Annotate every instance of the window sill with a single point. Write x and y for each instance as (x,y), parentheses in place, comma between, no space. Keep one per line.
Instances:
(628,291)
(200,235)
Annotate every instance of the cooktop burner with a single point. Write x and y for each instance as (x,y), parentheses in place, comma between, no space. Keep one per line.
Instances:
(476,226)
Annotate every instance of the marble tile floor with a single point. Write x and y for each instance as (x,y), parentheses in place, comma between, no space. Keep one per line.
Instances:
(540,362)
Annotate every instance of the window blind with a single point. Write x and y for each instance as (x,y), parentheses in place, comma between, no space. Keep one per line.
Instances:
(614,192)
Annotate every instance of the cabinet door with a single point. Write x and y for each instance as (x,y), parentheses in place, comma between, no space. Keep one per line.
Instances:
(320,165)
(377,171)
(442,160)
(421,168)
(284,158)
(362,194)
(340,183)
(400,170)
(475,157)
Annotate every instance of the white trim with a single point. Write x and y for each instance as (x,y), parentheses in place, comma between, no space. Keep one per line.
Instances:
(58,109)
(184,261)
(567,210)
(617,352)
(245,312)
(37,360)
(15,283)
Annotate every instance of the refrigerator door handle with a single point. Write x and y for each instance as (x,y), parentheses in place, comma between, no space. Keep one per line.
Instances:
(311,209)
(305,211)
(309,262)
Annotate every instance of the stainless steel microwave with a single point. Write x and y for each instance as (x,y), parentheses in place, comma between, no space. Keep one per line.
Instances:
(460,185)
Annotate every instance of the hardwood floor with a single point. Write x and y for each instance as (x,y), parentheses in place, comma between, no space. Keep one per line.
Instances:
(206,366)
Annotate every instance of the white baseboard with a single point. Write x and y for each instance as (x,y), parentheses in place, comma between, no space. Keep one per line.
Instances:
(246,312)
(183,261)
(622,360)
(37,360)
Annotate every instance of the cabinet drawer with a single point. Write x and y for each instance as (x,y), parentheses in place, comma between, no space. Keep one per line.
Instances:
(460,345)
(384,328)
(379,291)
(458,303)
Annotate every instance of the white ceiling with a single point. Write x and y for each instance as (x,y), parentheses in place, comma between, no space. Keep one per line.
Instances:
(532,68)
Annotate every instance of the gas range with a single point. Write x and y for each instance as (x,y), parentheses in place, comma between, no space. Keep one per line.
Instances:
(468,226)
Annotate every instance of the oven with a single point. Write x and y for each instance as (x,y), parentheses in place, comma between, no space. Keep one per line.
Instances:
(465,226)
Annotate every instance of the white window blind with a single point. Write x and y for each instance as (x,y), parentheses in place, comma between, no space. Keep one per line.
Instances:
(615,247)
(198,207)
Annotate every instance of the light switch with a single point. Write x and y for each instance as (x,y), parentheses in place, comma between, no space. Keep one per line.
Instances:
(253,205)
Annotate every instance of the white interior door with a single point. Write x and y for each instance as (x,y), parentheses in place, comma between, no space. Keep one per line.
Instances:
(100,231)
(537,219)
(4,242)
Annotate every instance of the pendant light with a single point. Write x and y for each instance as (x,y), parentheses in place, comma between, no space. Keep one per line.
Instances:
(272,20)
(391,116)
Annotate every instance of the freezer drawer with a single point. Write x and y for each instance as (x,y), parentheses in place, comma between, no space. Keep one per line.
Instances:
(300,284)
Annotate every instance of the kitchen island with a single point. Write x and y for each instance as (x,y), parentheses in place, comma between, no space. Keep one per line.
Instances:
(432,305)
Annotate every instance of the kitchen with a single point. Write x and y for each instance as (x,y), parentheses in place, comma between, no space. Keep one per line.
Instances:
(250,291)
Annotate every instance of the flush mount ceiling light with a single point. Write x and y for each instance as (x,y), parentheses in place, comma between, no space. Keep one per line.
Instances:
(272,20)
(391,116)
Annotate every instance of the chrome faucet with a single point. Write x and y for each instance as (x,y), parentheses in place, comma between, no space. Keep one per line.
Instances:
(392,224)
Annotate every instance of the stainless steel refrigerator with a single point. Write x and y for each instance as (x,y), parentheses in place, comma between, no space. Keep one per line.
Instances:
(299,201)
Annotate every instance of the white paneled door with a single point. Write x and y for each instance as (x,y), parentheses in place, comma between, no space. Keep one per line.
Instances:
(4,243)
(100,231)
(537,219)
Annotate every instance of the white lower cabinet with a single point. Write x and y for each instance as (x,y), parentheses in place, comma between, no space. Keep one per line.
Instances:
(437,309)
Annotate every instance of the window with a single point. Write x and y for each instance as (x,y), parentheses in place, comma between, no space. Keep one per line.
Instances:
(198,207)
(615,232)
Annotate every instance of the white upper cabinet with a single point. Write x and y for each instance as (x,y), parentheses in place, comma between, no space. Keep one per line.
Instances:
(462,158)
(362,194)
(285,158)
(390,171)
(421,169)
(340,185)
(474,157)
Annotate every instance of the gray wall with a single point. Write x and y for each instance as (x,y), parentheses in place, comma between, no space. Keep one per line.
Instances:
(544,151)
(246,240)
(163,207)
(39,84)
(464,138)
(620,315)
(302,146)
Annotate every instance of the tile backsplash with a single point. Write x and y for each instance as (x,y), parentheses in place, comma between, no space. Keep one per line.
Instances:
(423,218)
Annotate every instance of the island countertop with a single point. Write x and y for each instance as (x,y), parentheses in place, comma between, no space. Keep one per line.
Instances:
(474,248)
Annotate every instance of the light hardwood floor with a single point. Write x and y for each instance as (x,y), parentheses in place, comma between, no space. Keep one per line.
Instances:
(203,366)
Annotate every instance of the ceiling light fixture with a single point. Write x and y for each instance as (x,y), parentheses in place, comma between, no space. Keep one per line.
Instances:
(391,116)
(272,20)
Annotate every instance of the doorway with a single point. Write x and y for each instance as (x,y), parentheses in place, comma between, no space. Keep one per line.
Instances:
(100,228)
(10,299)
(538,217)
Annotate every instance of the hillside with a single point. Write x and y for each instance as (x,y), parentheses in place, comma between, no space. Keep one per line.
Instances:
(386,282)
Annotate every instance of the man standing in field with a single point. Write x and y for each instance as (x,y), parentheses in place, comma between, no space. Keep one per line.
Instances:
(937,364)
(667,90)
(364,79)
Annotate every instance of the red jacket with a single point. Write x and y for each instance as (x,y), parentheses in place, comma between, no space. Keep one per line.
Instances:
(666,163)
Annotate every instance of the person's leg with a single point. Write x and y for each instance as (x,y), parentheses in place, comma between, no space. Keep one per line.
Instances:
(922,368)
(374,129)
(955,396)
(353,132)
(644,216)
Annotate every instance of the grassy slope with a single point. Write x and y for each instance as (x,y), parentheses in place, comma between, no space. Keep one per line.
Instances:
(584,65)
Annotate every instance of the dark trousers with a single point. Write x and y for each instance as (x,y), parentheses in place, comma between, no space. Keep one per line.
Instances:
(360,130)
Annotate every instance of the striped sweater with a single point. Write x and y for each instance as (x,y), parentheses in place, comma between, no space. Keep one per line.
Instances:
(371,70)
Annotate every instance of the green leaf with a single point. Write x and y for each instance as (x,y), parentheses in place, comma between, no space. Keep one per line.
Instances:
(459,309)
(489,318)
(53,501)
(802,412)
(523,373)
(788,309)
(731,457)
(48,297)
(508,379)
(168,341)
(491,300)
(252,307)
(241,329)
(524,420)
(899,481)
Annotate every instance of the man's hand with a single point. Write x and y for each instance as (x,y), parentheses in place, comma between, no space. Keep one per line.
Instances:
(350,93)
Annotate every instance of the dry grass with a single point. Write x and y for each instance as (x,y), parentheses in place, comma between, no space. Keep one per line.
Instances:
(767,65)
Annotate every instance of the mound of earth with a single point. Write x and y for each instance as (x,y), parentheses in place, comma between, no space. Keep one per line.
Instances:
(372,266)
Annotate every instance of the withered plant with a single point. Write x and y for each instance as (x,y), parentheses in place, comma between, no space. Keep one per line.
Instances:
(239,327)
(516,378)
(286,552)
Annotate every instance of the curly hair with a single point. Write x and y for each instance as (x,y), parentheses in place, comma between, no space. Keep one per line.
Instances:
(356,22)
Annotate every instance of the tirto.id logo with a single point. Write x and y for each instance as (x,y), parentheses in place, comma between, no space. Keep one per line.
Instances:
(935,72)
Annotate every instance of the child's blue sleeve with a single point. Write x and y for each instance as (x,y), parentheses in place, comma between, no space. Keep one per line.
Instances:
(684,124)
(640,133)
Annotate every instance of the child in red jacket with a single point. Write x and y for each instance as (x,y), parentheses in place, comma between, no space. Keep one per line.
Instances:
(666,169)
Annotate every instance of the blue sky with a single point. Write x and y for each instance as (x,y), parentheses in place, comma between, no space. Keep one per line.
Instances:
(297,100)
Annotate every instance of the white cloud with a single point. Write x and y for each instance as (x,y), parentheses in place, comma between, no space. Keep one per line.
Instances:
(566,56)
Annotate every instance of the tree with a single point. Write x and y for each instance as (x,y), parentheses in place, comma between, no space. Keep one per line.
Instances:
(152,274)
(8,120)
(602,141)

GOAL: Transcribe the lines of the listing above, starting with the line that contains "Annotate every instance of the blue" and going on through the last line of the listing.

RESULT FOR THIS TASK:
Annotate every instance of the blue sky with a single point. Write x and y for each instance as (x,y), parentheses in place, comma between, no space. Keep one per line.
Instances:
(297,100)
Annotate every instance of the white cloud with a single point. Write x and y for each instance as (x,y), parentheses in place, comma between, no space. Keep one per line.
Instances:
(566,56)
Annotate every instance of the tree with a single point. Write x and y for each instance as (x,y), parentheses in place, comma between, no space. Keep one per line.
Instances:
(152,274)
(8,120)
(602,141)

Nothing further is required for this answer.